- **Written problem**:
Gather every line of the data below that contains the word "compound", and copy each of those lines in full.

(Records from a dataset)
_ _ _ _
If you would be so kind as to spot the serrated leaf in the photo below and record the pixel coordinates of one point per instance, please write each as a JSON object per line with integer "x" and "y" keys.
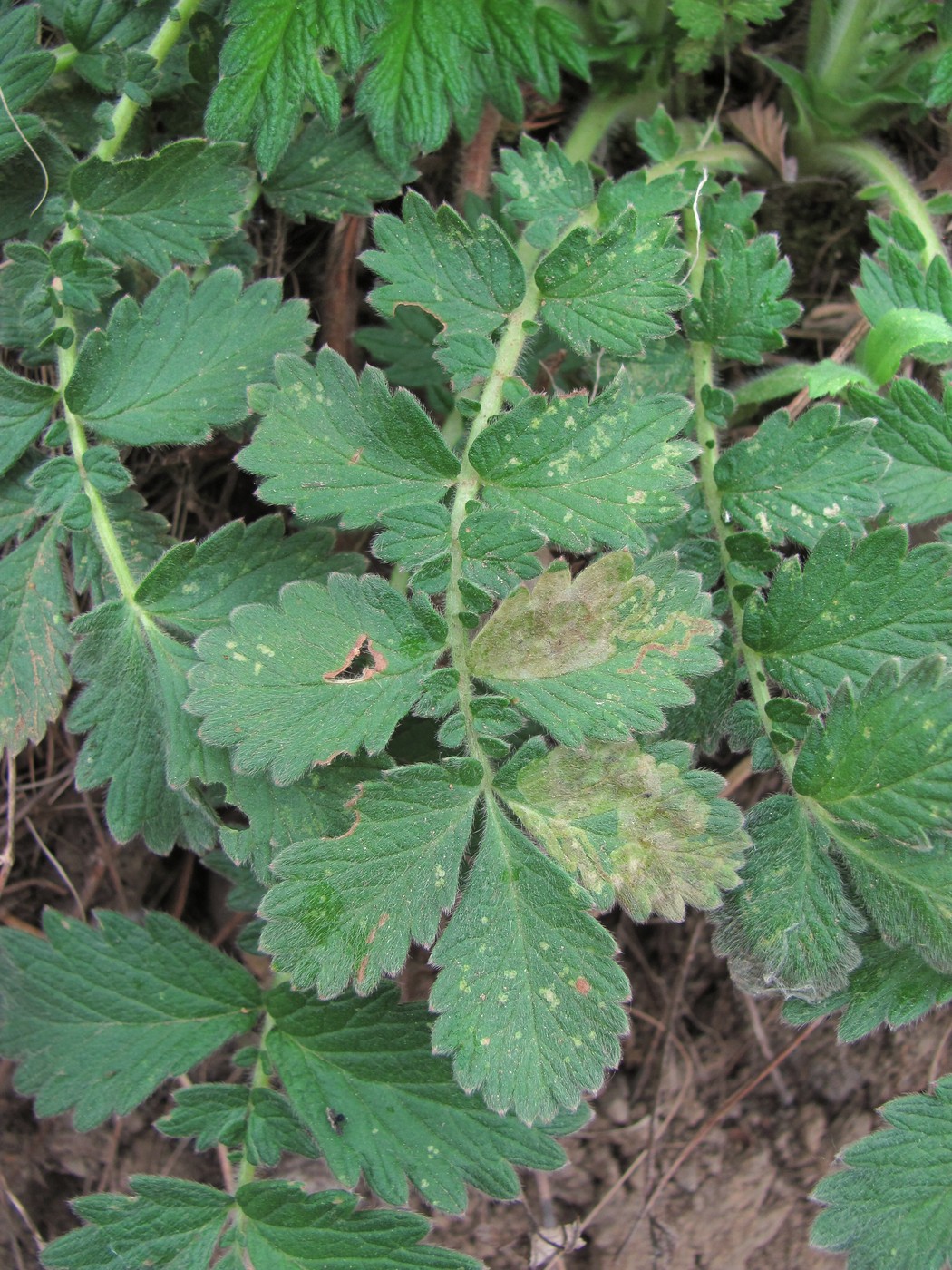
{"x": 529, "y": 996}
{"x": 197, "y": 584}
{"x": 790, "y": 924}
{"x": 286, "y": 688}
{"x": 615, "y": 289}
{"x": 164, "y": 210}
{"x": 24, "y": 412}
{"x": 543, "y": 190}
{"x": 286, "y": 1229}
{"x": 891, "y": 1206}
{"x": 24, "y": 69}
{"x": 586, "y": 473}
{"x": 882, "y": 759}
{"x": 890, "y": 986}
{"x": 34, "y": 638}
{"x": 122, "y": 660}
{"x": 600, "y": 656}
{"x": 850, "y": 609}
{"x": 799, "y": 479}
{"x": 257, "y": 1120}
{"x": 635, "y": 826}
{"x": 916, "y": 431}
{"x": 739, "y": 310}
{"x": 269, "y": 66}
{"x": 362, "y": 1076}
{"x": 326, "y": 174}
{"x": 348, "y": 907}
{"x": 99, "y": 1016}
{"x": 419, "y": 69}
{"x": 330, "y": 444}
{"x": 469, "y": 278}
{"x": 165, "y": 1225}
{"x": 180, "y": 366}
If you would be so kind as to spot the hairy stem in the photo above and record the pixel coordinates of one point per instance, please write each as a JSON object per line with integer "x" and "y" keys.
{"x": 702, "y": 370}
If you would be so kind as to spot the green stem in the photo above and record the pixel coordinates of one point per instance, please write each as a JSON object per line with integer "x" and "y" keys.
{"x": 126, "y": 110}
{"x": 702, "y": 370}
{"x": 872, "y": 164}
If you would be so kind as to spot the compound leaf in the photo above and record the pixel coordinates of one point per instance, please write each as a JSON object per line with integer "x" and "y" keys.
{"x": 348, "y": 907}
{"x": 615, "y": 289}
{"x": 99, "y": 1016}
{"x": 916, "y": 431}
{"x": 362, "y": 1075}
{"x": 34, "y": 638}
{"x": 584, "y": 474}
{"x": 543, "y": 190}
{"x": 789, "y": 924}
{"x": 635, "y": 826}
{"x": 326, "y": 174}
{"x": 850, "y": 607}
{"x": 890, "y": 986}
{"x": 178, "y": 367}
{"x": 467, "y": 278}
{"x": 599, "y": 656}
{"x": 799, "y": 479}
{"x": 269, "y": 66}
{"x": 739, "y": 311}
{"x": 882, "y": 759}
{"x": 529, "y": 996}
{"x": 164, "y": 210}
{"x": 891, "y": 1206}
{"x": 24, "y": 412}
{"x": 165, "y": 1225}
{"x": 330, "y": 670}
{"x": 286, "y": 1229}
{"x": 335, "y": 446}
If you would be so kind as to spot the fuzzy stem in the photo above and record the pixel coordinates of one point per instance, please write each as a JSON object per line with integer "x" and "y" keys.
{"x": 702, "y": 370}
{"x": 126, "y": 110}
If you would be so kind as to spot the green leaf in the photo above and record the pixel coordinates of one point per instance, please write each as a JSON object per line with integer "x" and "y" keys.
{"x": 131, "y": 728}
{"x": 99, "y": 1016}
{"x": 287, "y": 1229}
{"x": 892, "y": 1206}
{"x": 882, "y": 761}
{"x": 543, "y": 190}
{"x": 162, "y": 210}
{"x": 332, "y": 669}
{"x": 615, "y": 289}
{"x": 587, "y": 474}
{"x": 269, "y": 66}
{"x": 799, "y": 479}
{"x": 197, "y": 584}
{"x": 24, "y": 412}
{"x": 348, "y": 907}
{"x": 467, "y": 278}
{"x": 635, "y": 826}
{"x": 421, "y": 67}
{"x": 599, "y": 656}
{"x": 740, "y": 311}
{"x": 257, "y": 1120}
{"x": 335, "y": 446}
{"x": 916, "y": 431}
{"x": 178, "y": 367}
{"x": 850, "y": 609}
{"x": 529, "y": 996}
{"x": 165, "y": 1225}
{"x": 34, "y": 638}
{"x": 362, "y": 1076}
{"x": 24, "y": 69}
{"x": 890, "y": 986}
{"x": 326, "y": 173}
{"x": 789, "y": 924}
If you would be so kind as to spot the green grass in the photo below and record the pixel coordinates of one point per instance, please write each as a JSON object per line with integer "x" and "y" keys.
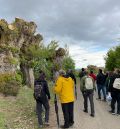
_ _ _ _
- **Written response**:
If you would be so kind as to spot the compound leaf in the photo above and record the pixel coordinates of one point per instance, please write each as a JSON object per line with integer "x" and "y" keys.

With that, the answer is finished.